• [LATIHAN TERTULIS]:
Jawab pertanyaan berikut berdasarkan teks tentang kelemahan hadits di bawah.
(a) Termasuk generasi apakah Nu'aim bin 'Abdir Rahman al-Azdi menurut teks?
(b) Dalam kitab apa Imam al-Bukhari menyebut Nu'aim tanpa pujian atau kritikan?
(c) Menurut kutipan Imam al-'Iraqi, siapa yang menyatakan tidak benar bahwa Nu'aim adalah Shahabat Rasulullah?

• [POTONGAN TEKS]:
-*-*-

Hadits ini adalah hadits yang lemah karena Nu’aim bin ‘Abdir Rahman al-Azdi majhul (tidak dikenal). Imam Ibnu Abi Hatim menyebutnya dalam kitab “al-Jarhu wat ta’diil” (8/461) dengan membawakan riwayat hadits ini dan beliau tidak menyebutkan pujian atau kritikan, demikian pula Imam al-Bukhari dalam kitab “at-Taariikhul kabiir” (8/97). Imam al-Bushiri berkata: “Hadits ini sanadnya lemah karena tidak dikenalnya Nu’aim bin ‘Abdir Rahman”[3]. Sebab lain yang menjadikan hadits ini lemah adalah sanadnya yang mursal (tidak bersambung) karena Nu’aim bin ‘Abdir Rahman al-Azdi tidak pernah bertemu dengan Rasulullah r dan dia adalah seorang Tabi’in(generasi yang datang setelah para Shahabat y). Imam Ibnu Abi Hatim berkata: “Dia meriwayatkan (hadits) dari Rasulullah (secara)mursal (sanadnya tidak bersambung)”[4]. Imam al-‘Iraqi berkata: “Ibnu Mandah berkata tentang Nu’aim bin ‘Abdir Rahman: Ada yang menyebutnya sebagai Shahabat Rasulullah, tapi ini tidak benar. Abu Hatim ar-Razi dan Ibnu Hibban mengatakan bahwa dia adalah seorang Tabi’in, maka hadits ini mursal (tidak bersambung)”[5]. Syaikh al-Albani berkata: “Hadits ini sanadnya lemah karena tidak bersambung (mursal)[6].

-*-*-

• [BAGIAN DATA]:
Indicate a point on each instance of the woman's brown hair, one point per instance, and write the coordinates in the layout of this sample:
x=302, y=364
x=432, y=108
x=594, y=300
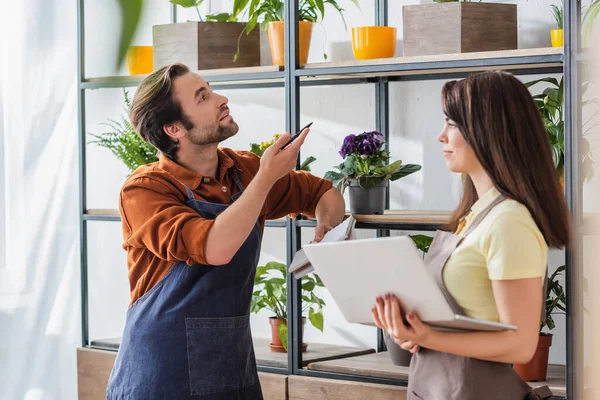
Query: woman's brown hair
x=499, y=120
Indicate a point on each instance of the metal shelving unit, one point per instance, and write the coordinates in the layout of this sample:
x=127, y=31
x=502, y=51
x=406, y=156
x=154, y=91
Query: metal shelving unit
x=378, y=73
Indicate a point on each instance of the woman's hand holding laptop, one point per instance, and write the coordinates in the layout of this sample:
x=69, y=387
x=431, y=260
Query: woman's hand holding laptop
x=387, y=316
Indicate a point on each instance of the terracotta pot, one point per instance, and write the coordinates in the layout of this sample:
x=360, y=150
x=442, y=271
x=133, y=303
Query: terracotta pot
x=536, y=369
x=277, y=42
x=557, y=37
x=276, y=345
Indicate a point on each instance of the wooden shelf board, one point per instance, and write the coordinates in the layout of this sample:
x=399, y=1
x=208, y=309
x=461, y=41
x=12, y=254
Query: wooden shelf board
x=487, y=55
x=98, y=211
x=265, y=357
x=379, y=365
x=205, y=72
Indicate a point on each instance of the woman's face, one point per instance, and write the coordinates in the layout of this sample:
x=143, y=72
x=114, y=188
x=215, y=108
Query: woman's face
x=460, y=157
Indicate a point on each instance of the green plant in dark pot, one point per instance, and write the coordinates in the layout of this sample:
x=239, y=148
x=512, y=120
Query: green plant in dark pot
x=270, y=294
x=125, y=143
x=537, y=368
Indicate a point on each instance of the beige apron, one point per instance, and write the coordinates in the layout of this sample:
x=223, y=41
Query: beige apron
x=443, y=376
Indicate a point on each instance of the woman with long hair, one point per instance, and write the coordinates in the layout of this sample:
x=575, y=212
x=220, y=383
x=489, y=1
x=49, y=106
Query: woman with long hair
x=491, y=260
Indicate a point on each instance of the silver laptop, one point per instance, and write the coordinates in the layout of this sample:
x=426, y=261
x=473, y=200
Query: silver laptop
x=357, y=271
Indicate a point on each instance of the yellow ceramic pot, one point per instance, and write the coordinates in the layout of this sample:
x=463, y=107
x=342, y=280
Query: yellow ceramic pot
x=373, y=42
x=140, y=60
x=277, y=44
x=557, y=37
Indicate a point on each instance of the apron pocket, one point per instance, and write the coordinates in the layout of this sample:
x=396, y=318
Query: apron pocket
x=220, y=354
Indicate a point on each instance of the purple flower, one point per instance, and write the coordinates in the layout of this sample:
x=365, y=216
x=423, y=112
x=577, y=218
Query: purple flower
x=348, y=146
x=368, y=143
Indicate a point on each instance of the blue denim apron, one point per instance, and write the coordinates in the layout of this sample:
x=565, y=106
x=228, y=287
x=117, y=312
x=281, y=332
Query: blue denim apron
x=189, y=336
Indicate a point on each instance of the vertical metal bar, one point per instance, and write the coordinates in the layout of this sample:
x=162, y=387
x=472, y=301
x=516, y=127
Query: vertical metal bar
x=173, y=17
x=82, y=177
x=292, y=117
x=573, y=273
x=382, y=124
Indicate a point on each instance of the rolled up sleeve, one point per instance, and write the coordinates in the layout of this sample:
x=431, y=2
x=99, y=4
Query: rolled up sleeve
x=296, y=193
x=156, y=219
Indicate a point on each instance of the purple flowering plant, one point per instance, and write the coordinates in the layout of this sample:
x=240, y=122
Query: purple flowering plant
x=366, y=160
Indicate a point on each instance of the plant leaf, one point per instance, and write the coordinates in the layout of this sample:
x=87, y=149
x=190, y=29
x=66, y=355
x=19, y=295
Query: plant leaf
x=282, y=331
x=306, y=163
x=316, y=318
x=308, y=285
x=422, y=242
x=405, y=171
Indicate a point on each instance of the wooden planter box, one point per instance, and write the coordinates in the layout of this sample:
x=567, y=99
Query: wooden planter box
x=448, y=28
x=205, y=45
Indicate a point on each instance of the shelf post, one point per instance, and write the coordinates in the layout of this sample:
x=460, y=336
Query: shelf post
x=292, y=118
x=382, y=125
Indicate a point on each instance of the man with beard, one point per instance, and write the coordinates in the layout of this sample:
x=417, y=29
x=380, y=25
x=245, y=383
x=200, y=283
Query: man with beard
x=192, y=228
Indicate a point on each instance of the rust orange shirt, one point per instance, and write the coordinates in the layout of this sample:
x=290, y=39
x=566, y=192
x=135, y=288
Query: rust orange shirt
x=159, y=229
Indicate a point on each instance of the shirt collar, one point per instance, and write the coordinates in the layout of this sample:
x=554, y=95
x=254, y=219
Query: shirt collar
x=485, y=200
x=190, y=178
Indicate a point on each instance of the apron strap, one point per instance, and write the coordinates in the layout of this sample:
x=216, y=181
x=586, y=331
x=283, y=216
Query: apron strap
x=484, y=213
x=236, y=179
x=480, y=218
x=542, y=392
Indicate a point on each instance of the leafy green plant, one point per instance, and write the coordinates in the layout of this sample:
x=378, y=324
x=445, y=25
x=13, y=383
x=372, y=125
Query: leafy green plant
x=125, y=143
x=238, y=7
x=557, y=13
x=259, y=149
x=266, y=11
x=365, y=159
x=589, y=18
x=270, y=294
x=550, y=104
x=555, y=298
x=423, y=242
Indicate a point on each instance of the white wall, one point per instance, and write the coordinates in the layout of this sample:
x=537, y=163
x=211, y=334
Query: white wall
x=39, y=275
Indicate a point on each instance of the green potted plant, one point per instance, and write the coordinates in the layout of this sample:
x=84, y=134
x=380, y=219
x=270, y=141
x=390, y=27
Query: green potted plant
x=366, y=172
x=215, y=41
x=269, y=13
x=537, y=368
x=550, y=104
x=557, y=35
x=259, y=149
x=469, y=26
x=124, y=142
x=270, y=294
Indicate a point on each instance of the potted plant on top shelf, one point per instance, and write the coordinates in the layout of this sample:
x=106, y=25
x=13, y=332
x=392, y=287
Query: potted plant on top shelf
x=269, y=13
x=259, y=149
x=557, y=35
x=365, y=172
x=536, y=369
x=215, y=41
x=270, y=294
x=468, y=27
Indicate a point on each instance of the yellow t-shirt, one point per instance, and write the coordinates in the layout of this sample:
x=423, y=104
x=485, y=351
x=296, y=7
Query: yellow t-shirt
x=507, y=244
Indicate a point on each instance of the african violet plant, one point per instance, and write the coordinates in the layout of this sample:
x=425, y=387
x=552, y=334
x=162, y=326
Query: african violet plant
x=365, y=160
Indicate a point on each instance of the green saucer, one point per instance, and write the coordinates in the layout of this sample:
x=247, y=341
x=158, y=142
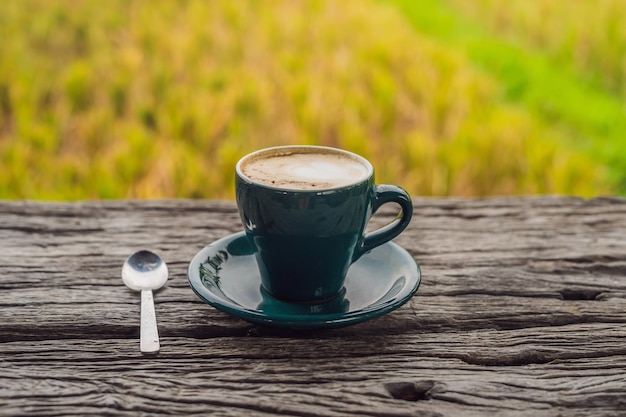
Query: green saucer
x=225, y=275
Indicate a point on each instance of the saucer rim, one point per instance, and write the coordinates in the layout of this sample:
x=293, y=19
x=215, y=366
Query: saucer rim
x=300, y=321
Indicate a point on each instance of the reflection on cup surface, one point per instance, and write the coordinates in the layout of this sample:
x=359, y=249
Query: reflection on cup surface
x=305, y=210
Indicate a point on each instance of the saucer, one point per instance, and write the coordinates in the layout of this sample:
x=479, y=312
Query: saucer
x=225, y=275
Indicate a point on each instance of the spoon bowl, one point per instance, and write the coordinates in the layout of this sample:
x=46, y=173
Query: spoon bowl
x=145, y=271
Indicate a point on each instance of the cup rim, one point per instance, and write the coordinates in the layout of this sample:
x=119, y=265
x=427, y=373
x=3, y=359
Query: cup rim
x=285, y=148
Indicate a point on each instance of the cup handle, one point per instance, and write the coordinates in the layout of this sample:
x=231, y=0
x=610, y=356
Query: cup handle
x=384, y=194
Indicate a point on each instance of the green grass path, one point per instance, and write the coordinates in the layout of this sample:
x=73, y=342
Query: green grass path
x=594, y=120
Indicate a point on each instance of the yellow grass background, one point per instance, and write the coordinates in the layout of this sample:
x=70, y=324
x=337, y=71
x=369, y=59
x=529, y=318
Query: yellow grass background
x=159, y=99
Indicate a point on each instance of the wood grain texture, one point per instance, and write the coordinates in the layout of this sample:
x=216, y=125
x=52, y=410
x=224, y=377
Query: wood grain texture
x=521, y=312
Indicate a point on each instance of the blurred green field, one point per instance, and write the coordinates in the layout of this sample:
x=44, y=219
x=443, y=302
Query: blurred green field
x=159, y=99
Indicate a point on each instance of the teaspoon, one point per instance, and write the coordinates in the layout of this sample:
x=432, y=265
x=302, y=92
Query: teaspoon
x=145, y=271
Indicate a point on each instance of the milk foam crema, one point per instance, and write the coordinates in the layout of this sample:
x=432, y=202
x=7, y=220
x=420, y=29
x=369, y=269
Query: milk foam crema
x=305, y=170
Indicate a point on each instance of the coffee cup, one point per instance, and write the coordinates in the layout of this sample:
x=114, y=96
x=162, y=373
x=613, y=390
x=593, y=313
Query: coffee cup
x=305, y=210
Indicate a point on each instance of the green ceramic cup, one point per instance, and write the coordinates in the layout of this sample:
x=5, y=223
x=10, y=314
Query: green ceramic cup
x=305, y=210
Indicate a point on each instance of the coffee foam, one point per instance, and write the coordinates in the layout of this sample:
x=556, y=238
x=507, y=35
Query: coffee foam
x=307, y=171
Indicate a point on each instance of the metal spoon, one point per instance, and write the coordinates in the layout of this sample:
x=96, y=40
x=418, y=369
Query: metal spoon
x=145, y=271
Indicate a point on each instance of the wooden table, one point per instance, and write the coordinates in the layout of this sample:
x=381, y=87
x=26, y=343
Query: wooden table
x=521, y=311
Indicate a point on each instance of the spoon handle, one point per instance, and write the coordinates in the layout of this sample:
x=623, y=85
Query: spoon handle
x=149, y=334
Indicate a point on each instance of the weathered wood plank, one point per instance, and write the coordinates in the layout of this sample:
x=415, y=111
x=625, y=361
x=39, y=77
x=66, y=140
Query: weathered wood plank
x=521, y=312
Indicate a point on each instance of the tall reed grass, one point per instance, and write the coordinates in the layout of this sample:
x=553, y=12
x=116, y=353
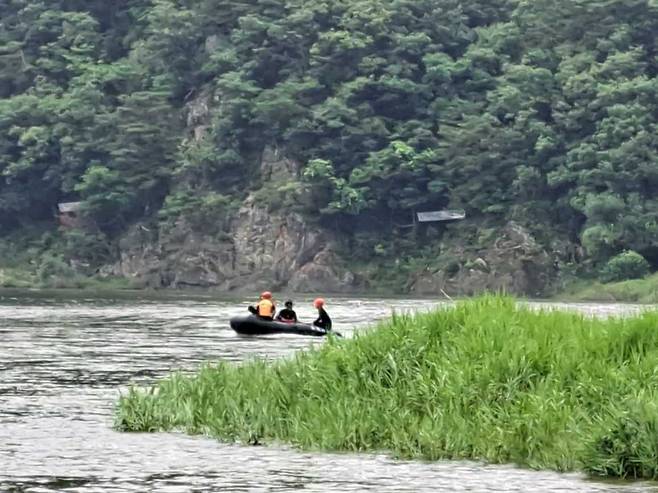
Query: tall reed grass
x=486, y=380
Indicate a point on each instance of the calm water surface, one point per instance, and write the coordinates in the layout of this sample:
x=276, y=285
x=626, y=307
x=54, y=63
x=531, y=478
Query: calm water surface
x=63, y=363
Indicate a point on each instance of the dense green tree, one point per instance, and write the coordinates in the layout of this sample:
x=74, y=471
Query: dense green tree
x=541, y=111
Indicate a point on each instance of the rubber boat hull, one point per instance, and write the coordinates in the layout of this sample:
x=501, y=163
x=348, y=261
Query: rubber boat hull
x=252, y=325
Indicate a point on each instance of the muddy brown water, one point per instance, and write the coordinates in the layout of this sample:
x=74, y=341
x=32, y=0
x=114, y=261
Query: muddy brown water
x=65, y=358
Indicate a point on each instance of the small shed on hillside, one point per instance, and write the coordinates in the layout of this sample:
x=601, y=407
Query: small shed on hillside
x=69, y=214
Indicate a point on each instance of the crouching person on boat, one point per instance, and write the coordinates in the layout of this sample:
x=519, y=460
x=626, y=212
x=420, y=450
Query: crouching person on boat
x=323, y=321
x=287, y=315
x=265, y=308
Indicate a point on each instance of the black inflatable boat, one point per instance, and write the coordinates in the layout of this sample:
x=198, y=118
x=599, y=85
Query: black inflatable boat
x=253, y=325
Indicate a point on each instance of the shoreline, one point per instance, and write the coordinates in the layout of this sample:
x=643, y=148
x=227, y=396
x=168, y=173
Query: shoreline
x=637, y=291
x=483, y=380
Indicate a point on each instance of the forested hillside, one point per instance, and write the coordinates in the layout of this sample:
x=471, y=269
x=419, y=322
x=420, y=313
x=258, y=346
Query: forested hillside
x=539, y=112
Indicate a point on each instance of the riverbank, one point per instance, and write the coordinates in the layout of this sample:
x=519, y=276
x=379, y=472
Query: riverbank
x=485, y=380
x=633, y=291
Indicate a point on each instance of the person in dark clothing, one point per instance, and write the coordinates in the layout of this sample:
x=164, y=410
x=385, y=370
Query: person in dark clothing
x=323, y=321
x=287, y=315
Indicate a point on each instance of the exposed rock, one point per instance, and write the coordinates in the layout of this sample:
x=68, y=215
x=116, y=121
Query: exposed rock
x=261, y=250
x=321, y=275
x=275, y=166
x=198, y=113
x=515, y=264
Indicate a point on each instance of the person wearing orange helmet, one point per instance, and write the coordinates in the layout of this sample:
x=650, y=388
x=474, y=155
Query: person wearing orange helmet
x=265, y=307
x=323, y=321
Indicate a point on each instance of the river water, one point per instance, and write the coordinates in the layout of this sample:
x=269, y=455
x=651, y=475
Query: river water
x=64, y=361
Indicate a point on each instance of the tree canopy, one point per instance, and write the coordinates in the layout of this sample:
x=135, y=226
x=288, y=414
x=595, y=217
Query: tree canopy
x=540, y=111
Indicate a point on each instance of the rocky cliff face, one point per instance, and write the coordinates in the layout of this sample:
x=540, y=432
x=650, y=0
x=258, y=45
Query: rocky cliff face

-*-*-

• [JAWABAN BENAR]:
(a) Tabi'in.
(b) "at-Taariikhul kabiir" (8/97).
(c) Ibnu Mandah.